__REQUIREMENTS__. Put the lines from the start of the records through the line that contains "72 112 L 85", inclusive, into a Markdown table with columns headed No and Text, giving each line a row number and skipping blank lines. Leave the pictures out of the table.

__DATASET RECORDS__.
○ ○ ○ ○ ○
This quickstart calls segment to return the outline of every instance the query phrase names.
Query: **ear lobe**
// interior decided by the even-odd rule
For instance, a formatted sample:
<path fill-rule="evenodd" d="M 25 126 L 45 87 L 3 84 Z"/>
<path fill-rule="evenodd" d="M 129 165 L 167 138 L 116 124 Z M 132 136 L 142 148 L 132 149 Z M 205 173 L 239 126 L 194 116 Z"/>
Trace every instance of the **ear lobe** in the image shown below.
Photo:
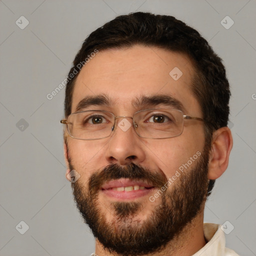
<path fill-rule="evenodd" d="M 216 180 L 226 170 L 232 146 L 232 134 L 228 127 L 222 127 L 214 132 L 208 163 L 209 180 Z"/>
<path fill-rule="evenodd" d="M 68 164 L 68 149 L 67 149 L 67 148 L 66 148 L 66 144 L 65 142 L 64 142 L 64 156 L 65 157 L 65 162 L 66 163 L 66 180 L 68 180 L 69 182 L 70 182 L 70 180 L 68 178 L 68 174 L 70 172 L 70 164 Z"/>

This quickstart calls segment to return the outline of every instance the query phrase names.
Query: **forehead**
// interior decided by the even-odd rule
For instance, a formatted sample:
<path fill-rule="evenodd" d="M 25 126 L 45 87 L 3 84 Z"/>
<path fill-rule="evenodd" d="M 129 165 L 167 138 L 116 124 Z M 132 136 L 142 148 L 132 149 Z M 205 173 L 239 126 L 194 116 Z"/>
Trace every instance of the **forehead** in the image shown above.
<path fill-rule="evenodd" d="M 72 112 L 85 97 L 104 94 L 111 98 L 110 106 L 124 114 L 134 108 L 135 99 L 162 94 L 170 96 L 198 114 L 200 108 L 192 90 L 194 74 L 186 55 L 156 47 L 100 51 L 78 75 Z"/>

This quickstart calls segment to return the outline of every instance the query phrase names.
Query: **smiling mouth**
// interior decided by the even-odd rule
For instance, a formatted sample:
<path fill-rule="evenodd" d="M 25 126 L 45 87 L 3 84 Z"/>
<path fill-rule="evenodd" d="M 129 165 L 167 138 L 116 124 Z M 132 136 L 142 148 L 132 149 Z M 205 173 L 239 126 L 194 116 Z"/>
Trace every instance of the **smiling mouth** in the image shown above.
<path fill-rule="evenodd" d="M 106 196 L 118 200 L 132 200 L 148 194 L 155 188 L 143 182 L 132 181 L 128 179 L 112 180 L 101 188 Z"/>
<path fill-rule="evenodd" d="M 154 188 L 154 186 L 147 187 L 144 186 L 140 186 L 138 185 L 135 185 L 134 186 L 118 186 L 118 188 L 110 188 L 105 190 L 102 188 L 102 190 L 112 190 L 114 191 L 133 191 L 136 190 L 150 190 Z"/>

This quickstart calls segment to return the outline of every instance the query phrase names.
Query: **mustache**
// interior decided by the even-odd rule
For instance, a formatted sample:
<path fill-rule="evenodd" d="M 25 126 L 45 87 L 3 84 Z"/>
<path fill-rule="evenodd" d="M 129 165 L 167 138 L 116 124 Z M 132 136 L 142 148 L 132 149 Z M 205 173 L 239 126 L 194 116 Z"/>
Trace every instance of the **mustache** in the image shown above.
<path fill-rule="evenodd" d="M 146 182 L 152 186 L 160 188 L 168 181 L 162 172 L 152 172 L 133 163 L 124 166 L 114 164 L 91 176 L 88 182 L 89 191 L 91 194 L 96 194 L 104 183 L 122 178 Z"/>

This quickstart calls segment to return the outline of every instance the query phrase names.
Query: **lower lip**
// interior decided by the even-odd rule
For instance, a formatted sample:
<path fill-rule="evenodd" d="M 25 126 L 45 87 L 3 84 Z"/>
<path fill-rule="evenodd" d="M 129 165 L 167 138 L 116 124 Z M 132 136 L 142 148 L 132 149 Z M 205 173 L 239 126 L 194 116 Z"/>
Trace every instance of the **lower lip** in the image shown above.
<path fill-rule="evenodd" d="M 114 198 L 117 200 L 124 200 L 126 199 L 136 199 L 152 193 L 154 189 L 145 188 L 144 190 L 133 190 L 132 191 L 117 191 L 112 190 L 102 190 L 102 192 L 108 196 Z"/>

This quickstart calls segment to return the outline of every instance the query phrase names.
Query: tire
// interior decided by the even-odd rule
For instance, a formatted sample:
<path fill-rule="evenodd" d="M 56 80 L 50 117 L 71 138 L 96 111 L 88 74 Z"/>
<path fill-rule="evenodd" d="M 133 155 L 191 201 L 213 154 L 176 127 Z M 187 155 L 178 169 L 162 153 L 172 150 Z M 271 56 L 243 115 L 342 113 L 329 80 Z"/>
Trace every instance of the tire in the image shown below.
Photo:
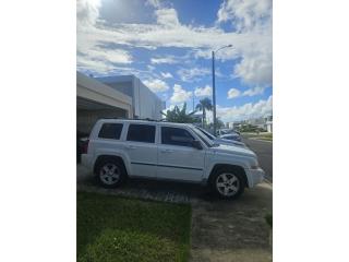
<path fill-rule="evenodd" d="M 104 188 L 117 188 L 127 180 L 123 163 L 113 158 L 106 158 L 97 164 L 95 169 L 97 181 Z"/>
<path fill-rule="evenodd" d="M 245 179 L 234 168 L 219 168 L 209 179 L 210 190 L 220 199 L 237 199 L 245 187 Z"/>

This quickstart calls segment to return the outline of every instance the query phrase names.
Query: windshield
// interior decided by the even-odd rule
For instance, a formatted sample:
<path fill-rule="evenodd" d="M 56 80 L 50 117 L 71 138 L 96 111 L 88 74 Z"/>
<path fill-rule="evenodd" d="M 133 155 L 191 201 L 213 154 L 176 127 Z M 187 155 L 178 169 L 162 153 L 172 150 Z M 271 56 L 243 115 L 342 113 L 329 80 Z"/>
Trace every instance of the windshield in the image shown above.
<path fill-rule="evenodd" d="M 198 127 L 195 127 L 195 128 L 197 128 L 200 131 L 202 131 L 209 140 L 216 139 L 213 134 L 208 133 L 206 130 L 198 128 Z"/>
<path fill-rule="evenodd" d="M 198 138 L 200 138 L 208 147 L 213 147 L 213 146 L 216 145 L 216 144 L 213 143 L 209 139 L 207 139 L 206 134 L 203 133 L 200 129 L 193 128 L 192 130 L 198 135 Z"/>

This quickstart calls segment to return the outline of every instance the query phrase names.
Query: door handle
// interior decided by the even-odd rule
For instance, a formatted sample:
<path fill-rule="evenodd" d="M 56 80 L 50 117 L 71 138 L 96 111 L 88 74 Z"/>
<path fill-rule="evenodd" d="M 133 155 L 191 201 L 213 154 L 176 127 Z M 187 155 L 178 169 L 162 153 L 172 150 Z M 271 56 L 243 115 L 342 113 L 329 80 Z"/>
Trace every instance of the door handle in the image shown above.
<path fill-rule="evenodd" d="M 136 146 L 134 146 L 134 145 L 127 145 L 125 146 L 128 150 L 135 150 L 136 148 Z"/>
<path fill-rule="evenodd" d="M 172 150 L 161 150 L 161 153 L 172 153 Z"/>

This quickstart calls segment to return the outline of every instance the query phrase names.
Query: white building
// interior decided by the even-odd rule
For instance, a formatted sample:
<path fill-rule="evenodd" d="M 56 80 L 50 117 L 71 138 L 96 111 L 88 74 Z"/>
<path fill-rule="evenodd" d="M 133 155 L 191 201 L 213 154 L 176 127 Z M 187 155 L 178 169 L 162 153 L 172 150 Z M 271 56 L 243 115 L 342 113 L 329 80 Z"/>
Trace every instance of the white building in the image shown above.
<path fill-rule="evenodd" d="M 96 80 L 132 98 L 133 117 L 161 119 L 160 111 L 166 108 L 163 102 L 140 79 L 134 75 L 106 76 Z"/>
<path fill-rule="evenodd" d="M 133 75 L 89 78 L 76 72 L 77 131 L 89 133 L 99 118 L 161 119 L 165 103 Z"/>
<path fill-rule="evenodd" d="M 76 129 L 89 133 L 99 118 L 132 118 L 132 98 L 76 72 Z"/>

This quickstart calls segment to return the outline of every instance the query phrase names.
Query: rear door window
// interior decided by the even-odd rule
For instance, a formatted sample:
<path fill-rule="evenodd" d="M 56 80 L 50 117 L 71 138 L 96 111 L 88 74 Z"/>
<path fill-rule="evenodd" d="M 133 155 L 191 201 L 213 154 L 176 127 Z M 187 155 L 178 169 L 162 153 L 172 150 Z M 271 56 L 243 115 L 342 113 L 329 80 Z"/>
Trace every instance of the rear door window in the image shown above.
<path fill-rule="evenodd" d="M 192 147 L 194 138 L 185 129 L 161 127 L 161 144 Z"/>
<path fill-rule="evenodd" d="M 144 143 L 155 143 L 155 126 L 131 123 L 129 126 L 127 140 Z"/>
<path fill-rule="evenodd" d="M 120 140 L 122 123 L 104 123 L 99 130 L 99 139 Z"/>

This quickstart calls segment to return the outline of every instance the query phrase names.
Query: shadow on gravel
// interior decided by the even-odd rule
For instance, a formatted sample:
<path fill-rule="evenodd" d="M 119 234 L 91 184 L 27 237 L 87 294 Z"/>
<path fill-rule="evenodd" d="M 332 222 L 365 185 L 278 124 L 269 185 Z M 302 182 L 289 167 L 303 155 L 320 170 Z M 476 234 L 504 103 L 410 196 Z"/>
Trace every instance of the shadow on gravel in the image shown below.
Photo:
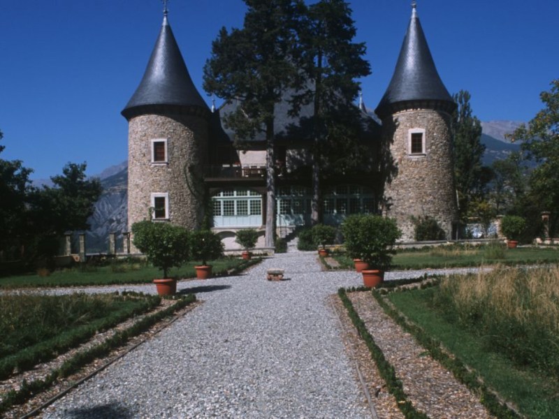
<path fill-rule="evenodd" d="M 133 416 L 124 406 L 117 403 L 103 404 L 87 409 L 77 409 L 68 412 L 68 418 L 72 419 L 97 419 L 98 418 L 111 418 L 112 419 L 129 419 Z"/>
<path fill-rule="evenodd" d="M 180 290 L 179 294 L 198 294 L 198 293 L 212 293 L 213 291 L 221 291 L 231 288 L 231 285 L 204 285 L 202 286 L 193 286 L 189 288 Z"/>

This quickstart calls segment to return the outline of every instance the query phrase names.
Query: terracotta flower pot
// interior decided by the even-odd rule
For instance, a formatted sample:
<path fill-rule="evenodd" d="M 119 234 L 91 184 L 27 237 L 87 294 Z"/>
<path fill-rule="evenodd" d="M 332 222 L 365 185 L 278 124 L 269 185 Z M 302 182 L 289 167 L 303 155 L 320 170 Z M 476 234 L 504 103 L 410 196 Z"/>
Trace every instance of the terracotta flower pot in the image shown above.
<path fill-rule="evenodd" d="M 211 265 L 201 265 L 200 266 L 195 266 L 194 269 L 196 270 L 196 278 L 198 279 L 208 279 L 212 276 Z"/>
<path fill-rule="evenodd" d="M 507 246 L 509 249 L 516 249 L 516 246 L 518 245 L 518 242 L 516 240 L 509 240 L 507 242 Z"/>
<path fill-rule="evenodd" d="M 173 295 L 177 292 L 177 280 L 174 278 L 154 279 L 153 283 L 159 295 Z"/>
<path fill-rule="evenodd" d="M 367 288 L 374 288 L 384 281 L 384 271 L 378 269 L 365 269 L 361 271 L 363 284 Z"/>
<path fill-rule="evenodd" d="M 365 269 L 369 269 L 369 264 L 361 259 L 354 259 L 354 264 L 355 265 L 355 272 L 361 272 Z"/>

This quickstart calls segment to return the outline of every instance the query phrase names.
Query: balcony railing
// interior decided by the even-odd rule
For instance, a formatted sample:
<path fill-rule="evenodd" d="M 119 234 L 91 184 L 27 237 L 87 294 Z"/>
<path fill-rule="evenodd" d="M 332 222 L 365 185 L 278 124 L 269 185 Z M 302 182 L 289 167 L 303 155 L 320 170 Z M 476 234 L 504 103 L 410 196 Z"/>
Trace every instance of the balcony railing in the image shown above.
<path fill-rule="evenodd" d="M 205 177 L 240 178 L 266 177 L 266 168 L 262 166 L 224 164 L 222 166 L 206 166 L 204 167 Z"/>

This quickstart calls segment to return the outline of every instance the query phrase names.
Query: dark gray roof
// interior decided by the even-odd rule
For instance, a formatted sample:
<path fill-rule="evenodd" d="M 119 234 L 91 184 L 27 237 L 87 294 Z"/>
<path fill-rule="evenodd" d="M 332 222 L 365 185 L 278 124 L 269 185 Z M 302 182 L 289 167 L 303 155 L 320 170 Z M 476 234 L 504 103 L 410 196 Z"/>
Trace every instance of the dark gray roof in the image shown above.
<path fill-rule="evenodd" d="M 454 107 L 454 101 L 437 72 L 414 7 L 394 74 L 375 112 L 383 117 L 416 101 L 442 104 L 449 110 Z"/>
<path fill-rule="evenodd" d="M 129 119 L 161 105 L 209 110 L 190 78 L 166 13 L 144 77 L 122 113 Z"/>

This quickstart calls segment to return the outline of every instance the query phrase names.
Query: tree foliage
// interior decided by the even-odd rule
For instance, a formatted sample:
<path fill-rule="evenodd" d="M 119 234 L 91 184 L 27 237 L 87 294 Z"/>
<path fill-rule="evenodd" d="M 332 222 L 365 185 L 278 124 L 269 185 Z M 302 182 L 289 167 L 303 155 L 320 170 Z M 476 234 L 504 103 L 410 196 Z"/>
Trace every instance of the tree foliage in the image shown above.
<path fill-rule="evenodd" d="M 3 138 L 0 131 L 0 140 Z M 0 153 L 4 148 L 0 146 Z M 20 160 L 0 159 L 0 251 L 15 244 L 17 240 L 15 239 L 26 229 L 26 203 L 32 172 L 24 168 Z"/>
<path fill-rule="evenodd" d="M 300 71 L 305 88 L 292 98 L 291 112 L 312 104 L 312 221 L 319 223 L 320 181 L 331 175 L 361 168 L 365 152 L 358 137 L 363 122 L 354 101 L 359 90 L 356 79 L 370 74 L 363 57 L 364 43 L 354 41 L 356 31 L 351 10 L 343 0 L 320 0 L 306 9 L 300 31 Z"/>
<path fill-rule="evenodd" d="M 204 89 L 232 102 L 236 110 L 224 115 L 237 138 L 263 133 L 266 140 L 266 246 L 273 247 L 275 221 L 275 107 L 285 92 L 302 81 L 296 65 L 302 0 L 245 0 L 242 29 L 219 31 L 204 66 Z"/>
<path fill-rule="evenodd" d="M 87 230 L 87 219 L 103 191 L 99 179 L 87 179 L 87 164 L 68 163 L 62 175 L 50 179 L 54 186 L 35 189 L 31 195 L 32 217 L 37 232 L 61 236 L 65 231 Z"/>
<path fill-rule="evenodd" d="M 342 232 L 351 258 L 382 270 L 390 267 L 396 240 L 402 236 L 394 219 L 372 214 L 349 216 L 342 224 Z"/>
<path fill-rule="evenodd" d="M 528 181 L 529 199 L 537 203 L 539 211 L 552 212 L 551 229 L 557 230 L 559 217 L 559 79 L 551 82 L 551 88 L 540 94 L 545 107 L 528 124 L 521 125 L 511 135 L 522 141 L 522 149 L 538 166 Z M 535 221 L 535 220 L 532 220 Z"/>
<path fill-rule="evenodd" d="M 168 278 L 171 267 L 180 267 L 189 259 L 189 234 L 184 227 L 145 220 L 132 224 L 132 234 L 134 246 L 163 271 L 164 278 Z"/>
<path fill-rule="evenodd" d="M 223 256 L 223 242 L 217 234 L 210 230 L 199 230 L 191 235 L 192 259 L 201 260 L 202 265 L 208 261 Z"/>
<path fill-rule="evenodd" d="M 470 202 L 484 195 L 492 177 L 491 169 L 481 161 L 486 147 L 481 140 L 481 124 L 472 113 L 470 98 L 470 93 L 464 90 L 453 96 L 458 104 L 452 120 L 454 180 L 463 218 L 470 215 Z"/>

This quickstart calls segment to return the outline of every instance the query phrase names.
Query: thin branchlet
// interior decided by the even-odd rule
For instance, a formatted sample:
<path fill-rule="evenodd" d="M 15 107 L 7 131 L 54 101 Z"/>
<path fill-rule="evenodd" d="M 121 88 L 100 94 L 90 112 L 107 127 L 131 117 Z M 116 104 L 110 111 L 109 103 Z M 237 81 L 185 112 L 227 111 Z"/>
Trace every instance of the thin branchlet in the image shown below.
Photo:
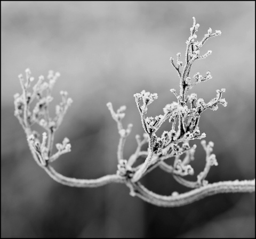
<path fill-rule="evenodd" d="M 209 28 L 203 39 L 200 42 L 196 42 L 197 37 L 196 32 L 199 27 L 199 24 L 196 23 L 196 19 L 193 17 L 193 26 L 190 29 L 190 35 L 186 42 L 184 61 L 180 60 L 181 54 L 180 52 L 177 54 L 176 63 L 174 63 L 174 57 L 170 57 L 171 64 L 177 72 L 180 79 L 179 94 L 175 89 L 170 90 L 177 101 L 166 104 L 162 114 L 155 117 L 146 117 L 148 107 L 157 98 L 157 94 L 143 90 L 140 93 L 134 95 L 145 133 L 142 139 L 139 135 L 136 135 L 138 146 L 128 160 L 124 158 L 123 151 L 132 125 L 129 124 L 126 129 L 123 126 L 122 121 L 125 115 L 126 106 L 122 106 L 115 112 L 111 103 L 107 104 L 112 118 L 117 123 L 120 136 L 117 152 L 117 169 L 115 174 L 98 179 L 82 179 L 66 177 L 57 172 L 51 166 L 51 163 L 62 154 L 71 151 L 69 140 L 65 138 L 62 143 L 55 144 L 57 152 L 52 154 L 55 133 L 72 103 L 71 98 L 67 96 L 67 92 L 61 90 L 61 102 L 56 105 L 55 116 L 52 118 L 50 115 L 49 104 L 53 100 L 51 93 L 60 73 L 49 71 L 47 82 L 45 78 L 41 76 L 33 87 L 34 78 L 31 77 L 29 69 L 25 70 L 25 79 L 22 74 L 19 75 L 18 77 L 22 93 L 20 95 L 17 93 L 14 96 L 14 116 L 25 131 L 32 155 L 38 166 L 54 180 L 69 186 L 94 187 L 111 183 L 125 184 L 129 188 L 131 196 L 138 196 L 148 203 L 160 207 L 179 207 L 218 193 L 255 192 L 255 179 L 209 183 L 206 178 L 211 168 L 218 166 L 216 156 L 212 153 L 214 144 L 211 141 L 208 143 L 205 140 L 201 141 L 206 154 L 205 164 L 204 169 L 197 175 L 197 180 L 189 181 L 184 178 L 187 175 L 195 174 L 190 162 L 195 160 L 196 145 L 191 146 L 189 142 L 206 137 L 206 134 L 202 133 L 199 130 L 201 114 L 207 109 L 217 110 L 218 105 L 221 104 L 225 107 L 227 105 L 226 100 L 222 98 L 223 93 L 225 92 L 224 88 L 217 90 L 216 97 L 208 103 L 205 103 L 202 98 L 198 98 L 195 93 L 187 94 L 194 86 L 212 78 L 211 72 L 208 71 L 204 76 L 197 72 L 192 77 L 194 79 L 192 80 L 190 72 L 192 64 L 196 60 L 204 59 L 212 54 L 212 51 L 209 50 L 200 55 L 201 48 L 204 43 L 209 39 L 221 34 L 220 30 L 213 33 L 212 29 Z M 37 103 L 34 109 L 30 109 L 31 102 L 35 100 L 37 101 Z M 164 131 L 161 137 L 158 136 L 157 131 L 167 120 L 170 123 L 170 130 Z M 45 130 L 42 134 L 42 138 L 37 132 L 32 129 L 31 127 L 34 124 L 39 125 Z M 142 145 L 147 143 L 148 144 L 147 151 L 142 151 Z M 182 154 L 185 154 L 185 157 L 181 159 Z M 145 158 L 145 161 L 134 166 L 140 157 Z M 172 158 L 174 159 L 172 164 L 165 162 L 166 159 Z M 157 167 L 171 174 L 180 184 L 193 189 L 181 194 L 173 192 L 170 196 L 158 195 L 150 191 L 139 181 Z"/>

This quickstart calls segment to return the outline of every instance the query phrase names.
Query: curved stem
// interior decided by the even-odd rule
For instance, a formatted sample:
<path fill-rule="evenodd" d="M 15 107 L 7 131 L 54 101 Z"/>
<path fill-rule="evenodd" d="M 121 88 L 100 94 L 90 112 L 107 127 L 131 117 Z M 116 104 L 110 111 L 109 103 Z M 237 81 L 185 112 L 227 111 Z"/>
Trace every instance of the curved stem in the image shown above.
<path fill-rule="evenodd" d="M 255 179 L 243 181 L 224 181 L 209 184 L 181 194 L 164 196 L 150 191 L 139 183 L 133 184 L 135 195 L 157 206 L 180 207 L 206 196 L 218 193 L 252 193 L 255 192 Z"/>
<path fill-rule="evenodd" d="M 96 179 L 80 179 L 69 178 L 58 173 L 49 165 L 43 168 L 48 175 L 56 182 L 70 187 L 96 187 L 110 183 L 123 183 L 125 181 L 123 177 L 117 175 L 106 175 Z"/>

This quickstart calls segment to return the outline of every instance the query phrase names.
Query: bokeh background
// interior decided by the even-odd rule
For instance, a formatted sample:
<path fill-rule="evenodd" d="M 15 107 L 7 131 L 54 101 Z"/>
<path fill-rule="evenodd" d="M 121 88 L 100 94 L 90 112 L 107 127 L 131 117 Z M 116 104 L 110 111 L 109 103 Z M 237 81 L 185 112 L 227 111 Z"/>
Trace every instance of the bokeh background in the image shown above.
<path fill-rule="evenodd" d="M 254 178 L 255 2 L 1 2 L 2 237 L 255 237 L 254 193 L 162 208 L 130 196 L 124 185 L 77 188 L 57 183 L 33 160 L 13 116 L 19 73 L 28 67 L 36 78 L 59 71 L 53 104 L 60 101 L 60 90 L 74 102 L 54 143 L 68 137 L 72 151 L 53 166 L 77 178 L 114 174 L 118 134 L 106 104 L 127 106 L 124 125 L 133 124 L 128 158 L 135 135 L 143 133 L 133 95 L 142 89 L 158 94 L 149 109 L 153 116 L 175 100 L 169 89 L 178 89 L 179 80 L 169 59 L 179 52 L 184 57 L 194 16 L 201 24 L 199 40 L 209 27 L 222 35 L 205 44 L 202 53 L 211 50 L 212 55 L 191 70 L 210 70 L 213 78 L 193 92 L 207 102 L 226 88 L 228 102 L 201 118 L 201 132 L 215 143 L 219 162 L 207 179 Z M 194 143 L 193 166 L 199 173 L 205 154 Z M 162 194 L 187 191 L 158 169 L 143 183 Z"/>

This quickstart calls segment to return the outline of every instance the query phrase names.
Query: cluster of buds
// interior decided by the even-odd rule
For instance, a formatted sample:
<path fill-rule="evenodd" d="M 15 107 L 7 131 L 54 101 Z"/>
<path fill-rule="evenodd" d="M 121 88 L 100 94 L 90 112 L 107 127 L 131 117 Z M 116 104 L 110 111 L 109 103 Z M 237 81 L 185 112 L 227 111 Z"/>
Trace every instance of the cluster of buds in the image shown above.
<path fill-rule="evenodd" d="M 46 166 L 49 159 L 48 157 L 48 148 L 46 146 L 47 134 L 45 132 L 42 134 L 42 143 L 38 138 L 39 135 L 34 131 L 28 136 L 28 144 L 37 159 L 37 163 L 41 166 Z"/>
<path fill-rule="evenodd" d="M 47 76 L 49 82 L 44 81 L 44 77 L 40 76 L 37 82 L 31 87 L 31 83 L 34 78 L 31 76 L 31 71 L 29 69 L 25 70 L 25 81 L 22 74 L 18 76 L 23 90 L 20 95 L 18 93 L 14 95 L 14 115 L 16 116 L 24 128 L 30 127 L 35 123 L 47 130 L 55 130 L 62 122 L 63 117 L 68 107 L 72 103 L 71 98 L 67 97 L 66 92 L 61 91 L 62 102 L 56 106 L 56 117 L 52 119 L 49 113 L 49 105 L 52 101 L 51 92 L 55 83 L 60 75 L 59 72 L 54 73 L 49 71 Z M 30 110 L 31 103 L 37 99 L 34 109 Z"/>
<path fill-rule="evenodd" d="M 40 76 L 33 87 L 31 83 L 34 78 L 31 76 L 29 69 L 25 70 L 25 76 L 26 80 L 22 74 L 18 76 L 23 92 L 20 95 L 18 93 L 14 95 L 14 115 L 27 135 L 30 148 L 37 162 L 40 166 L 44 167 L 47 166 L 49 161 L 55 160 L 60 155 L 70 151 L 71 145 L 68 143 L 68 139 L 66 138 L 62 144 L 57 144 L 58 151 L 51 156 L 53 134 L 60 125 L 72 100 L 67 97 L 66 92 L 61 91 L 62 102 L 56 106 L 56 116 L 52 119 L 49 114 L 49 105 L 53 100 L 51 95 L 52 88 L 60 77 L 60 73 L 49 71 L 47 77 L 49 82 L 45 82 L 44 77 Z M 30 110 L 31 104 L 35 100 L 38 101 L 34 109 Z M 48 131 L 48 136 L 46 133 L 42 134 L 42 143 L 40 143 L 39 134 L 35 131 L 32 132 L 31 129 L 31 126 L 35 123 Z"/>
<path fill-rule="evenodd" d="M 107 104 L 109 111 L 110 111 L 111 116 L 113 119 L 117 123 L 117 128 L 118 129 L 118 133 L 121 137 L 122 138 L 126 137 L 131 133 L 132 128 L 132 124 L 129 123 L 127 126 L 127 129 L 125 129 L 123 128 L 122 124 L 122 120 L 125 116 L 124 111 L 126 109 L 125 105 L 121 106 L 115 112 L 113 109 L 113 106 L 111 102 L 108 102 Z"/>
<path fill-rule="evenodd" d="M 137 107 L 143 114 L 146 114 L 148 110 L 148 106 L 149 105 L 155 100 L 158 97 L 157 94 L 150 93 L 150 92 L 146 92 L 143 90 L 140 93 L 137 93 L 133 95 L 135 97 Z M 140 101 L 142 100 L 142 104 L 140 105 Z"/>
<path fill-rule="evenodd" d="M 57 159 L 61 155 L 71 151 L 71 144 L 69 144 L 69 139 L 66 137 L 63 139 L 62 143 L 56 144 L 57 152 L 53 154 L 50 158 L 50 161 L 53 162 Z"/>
○ ○ ○ ○ ○
__RESULT FOR THIS EXERCISE__.
| No | Text |
|---|---|
| 1 | This quickstart calls segment to return the outline of every instance the query phrase names. |
| 2 | Query: **ear lobe** |
| 3 | // interior decided by the even-odd rule |
| 4 | For instance, a formatted sample: |
| 5 | <path fill-rule="evenodd" d="M 25 126 L 45 87 L 3 84 Z"/> |
| 6 | <path fill-rule="evenodd" d="M 129 165 L 167 138 L 116 124 Z M 132 136 L 142 148 L 132 149 Z M 205 173 L 239 126 L 194 116 Z"/> |
| 7 | Trace every instance of the **ear lobe** in the image shown below. |
| 8 | Photo: |
| 9 | <path fill-rule="evenodd" d="M 216 180 L 226 170 L 232 146 L 232 134 L 228 127 L 222 127 L 214 132 L 208 163 L 209 180 Z"/> |
| 10 | <path fill-rule="evenodd" d="M 68 164 L 68 149 L 67 149 L 67 148 L 66 148 L 66 144 L 65 142 L 64 142 L 64 156 L 65 157 L 65 162 L 66 163 L 66 180 L 68 180 L 69 182 L 70 182 L 70 180 L 68 178 L 68 174 L 70 172 L 70 164 Z"/> |
| 11 | This quickstart calls segment to return the outline of every instance the query phrase names. |
| 12 | Query: **forehead** |
| 13 | // interior decided by the even-odd rule |
| 14 | For instance, a formatted sample: |
| 15 | <path fill-rule="evenodd" d="M 25 126 L 45 87 L 3 84 Z"/> |
| 16 | <path fill-rule="evenodd" d="M 129 165 L 167 138 L 116 124 Z M 132 136 L 142 148 L 132 149 Z M 205 173 L 239 126 L 194 116 Z"/> |
| 17 | Trace every instance of the **forehead** in the image shown above. |
| 18 | <path fill-rule="evenodd" d="M 72 112 L 85 97 L 104 94 L 111 98 L 110 106 L 124 114 L 134 108 L 135 99 L 162 94 L 170 96 L 198 114 L 200 108 L 192 90 L 194 74 L 186 55 L 156 47 L 100 51 L 78 75 Z"/> |